- [Directive] Switch each "positive clicks" in the records below to "foreground points", and write the lines out again with nothing else changed.

Start of Records

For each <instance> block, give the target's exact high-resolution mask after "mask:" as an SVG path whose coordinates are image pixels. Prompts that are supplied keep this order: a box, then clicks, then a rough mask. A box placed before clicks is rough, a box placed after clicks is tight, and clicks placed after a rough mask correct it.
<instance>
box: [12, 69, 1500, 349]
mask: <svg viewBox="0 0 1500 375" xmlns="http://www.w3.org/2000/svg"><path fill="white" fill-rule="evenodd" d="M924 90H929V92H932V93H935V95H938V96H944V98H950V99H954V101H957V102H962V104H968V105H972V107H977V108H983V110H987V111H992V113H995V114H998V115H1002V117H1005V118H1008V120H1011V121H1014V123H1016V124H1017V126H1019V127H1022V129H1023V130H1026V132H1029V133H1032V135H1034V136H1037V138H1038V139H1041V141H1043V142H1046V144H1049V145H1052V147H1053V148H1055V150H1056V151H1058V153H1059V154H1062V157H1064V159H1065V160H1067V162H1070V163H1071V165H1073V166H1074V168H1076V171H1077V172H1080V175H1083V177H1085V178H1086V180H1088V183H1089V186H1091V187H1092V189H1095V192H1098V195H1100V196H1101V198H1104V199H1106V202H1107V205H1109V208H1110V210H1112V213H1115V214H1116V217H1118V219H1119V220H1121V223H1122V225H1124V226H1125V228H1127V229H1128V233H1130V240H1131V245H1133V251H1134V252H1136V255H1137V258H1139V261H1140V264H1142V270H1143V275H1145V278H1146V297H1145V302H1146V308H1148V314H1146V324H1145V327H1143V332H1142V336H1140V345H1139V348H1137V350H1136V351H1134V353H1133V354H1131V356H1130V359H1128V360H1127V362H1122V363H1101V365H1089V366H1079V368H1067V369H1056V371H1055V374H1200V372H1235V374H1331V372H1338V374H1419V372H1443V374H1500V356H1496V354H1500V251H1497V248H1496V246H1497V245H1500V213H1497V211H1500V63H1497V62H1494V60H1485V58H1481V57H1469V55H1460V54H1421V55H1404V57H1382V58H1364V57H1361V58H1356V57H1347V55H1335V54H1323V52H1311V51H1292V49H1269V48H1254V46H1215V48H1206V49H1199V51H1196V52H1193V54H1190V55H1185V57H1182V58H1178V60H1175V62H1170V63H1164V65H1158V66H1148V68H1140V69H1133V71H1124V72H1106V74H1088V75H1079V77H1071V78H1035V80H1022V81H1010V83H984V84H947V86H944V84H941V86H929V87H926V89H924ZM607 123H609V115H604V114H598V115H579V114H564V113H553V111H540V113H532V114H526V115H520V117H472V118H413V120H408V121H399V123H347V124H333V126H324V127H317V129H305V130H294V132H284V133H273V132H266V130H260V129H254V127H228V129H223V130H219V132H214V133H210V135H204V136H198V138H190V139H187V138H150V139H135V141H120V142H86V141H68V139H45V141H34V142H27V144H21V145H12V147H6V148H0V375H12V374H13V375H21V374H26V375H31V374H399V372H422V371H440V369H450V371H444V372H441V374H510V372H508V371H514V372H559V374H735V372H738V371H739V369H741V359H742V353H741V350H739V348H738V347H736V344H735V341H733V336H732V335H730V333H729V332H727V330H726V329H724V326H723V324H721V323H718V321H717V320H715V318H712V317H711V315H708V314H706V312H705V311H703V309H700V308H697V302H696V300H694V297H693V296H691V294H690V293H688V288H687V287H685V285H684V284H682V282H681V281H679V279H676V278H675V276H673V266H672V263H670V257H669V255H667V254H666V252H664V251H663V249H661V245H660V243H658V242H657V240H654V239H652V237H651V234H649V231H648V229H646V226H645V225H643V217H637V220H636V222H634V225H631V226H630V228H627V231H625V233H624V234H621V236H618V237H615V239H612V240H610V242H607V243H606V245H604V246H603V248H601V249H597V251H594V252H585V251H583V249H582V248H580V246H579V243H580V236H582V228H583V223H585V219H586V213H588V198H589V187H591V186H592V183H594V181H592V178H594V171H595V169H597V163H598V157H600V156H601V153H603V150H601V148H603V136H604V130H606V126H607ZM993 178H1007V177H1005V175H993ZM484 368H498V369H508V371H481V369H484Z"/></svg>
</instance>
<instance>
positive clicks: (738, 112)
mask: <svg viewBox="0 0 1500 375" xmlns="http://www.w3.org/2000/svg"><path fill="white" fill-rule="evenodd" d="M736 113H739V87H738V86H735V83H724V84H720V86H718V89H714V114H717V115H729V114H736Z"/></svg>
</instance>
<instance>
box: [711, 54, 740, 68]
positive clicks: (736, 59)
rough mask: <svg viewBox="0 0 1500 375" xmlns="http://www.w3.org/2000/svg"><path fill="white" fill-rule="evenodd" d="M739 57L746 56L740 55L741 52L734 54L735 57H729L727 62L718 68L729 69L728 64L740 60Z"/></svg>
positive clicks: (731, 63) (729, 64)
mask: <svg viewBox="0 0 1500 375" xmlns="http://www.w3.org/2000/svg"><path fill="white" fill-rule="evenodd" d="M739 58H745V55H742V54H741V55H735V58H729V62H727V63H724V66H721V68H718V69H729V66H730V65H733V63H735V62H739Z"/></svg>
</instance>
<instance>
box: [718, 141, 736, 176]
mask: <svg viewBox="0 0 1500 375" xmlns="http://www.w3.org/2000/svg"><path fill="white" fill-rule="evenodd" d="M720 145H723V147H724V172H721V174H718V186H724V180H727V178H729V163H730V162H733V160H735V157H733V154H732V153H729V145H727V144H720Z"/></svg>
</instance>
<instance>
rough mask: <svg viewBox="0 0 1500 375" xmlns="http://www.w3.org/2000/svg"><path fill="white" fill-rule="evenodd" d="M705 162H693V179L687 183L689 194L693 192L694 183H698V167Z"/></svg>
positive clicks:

End of Records

- [Output below]
For each <instance> block, give the target's exact high-resolution mask after "mask:" as an SVG path whose coordinates are image pixels. Prompts that are supplied keep this order: a box, then clicks, then a rough mask. A box placed before clicks is rough, a box placed after clicks is tight, and clicks placed after a rough mask correct it.
<instance>
box: [12, 69, 1500, 349]
mask: <svg viewBox="0 0 1500 375" xmlns="http://www.w3.org/2000/svg"><path fill="white" fill-rule="evenodd" d="M924 90H929V92H932V93H935V95H938V96H944V98H950V99H954V101H957V102H962V104H968V105H972V107H977V108H983V110H987V111H992V113H995V114H998V115H1002V117H1005V118H1008V120H1011V121H1014V123H1016V124H1017V126H1019V127H1022V129H1023V130H1026V132H1029V133H1032V135H1034V136H1037V138H1038V139H1041V141H1043V142H1046V144H1049V145H1052V147H1053V148H1055V150H1056V151H1058V153H1059V154H1062V157H1064V159H1065V160H1067V162H1070V163H1071V165H1073V166H1074V168H1076V171H1077V172H1080V175H1083V177H1085V178H1086V180H1088V183H1089V186H1091V187H1092V189H1095V192H1098V195H1100V196H1101V198H1104V199H1106V202H1107V205H1109V208H1110V210H1112V213H1115V214H1116V217H1118V219H1119V220H1121V223H1122V225H1124V226H1125V228H1127V229H1128V233H1130V240H1131V245H1133V251H1134V252H1136V255H1137V258H1139V261H1140V264H1142V270H1143V275H1145V278H1146V297H1145V302H1146V308H1148V314H1146V324H1145V327H1143V332H1142V336H1140V345H1139V348H1137V350H1136V351H1134V353H1133V354H1131V356H1130V359H1128V360H1127V362H1122V363H1101V365H1089V366H1079V368H1067V369H1056V371H1055V374H1200V372H1235V374H1331V372H1338V374H1419V372H1443V374H1500V356H1496V354H1500V251H1497V248H1496V246H1497V245H1500V213H1497V211H1500V63H1497V62H1494V60H1485V58H1481V57H1469V55H1460V54H1421V55H1404V57H1382V58H1364V57H1361V58H1356V57H1347V55H1335V54H1323V52H1311V51H1292V49H1269V48H1254V46H1215V48H1206V49H1199V51H1196V52H1193V54H1190V55H1185V57H1182V58H1178V60H1175V62H1170V63H1164V65H1158V66H1148V68H1140V69H1133V71H1124V72H1106V74H1088V75H1079V77H1071V78H1035V80H1022V81H1010V83H984V84H947V86H944V84H941V86H929V87H926V89H924ZM607 123H609V115H604V114H598V115H579V114H564V113H553V111H540V113H532V114H526V115H520V117H472V118H413V120H408V121H399V123H347V124H333V126H324V127H317V129H305V130H294V132H284V133H273V132H266V130H260V129H254V127H228V129H223V130H219V132H214V133H210V135H204V136H198V138H190V139H187V138H150V139H135V141H120V142H86V141H68V139H45V141H34V142H27V144H21V145H12V147H6V148H0V375H12V374H13V375H21V374H26V375H31V374H399V372H422V371H440V369H450V371H444V372H441V374H510V372H508V371H514V372H559V374H735V372H738V371H739V369H741V359H742V353H741V350H739V348H738V347H736V344H735V341H733V336H732V335H730V333H729V332H727V330H726V329H724V326H723V324H721V323H718V321H717V320H715V318H712V317H711V315H708V314H706V312H705V311H703V309H700V308H697V302H696V300H694V297H693V296H691V294H690V293H688V288H687V287H685V285H684V284H682V282H681V281H679V279H676V278H675V276H673V266H672V263H670V257H669V255H667V254H666V252H664V251H663V249H661V245H660V243H658V242H657V240H654V239H652V237H651V234H649V231H648V229H646V226H645V225H643V217H637V220H636V222H634V225H631V226H630V228H627V231H625V233H624V234H621V236H618V237H615V239H612V240H610V242H607V243H606V245H604V246H603V248H601V249H597V251H594V252H585V251H583V249H582V248H580V246H579V243H580V236H582V228H583V223H585V219H586V213H588V198H589V187H591V186H592V183H594V181H592V178H594V171H595V169H597V163H598V157H600V156H601V153H603V150H601V148H603V136H604V130H606V126H607ZM993 178H1007V177H1005V175H993ZM484 368H498V369H508V371H481V369H484Z"/></svg>
</instance>
<instance>
foreground points: (738, 112)
mask: <svg viewBox="0 0 1500 375" xmlns="http://www.w3.org/2000/svg"><path fill="white" fill-rule="evenodd" d="M736 113H739V87H738V86H735V83H724V84H720V86H718V89H714V114H717V115H729V114H736Z"/></svg>
</instance>
<instance>
box: [711, 54, 740, 68]
foreground points: (736, 59)
rough mask: <svg viewBox="0 0 1500 375" xmlns="http://www.w3.org/2000/svg"><path fill="white" fill-rule="evenodd" d="M739 57L746 56L740 55L741 52L734 54L735 57H729L727 62L718 68L729 69L728 64L740 60Z"/></svg>
foreground points: (731, 63) (729, 64)
mask: <svg viewBox="0 0 1500 375" xmlns="http://www.w3.org/2000/svg"><path fill="white" fill-rule="evenodd" d="M739 58H745V55H742V54H741V55H735V58H729V62H727V63H724V66H721V68H718V69H729V66H730V65H733V63H735V62H739Z"/></svg>
</instance>
<instance>
box: [718, 141, 736, 176]
mask: <svg viewBox="0 0 1500 375" xmlns="http://www.w3.org/2000/svg"><path fill="white" fill-rule="evenodd" d="M720 145H723V147H724V172H721V174H718V186H724V180H727V178H729V163H730V162H733V160H735V157H733V154H732V153H729V145H727V144H720Z"/></svg>
</instance>
<instance>
rough mask: <svg viewBox="0 0 1500 375" xmlns="http://www.w3.org/2000/svg"><path fill="white" fill-rule="evenodd" d="M705 162H693V179L687 183L689 194L693 192L694 183H698V167Z"/></svg>
foreground points:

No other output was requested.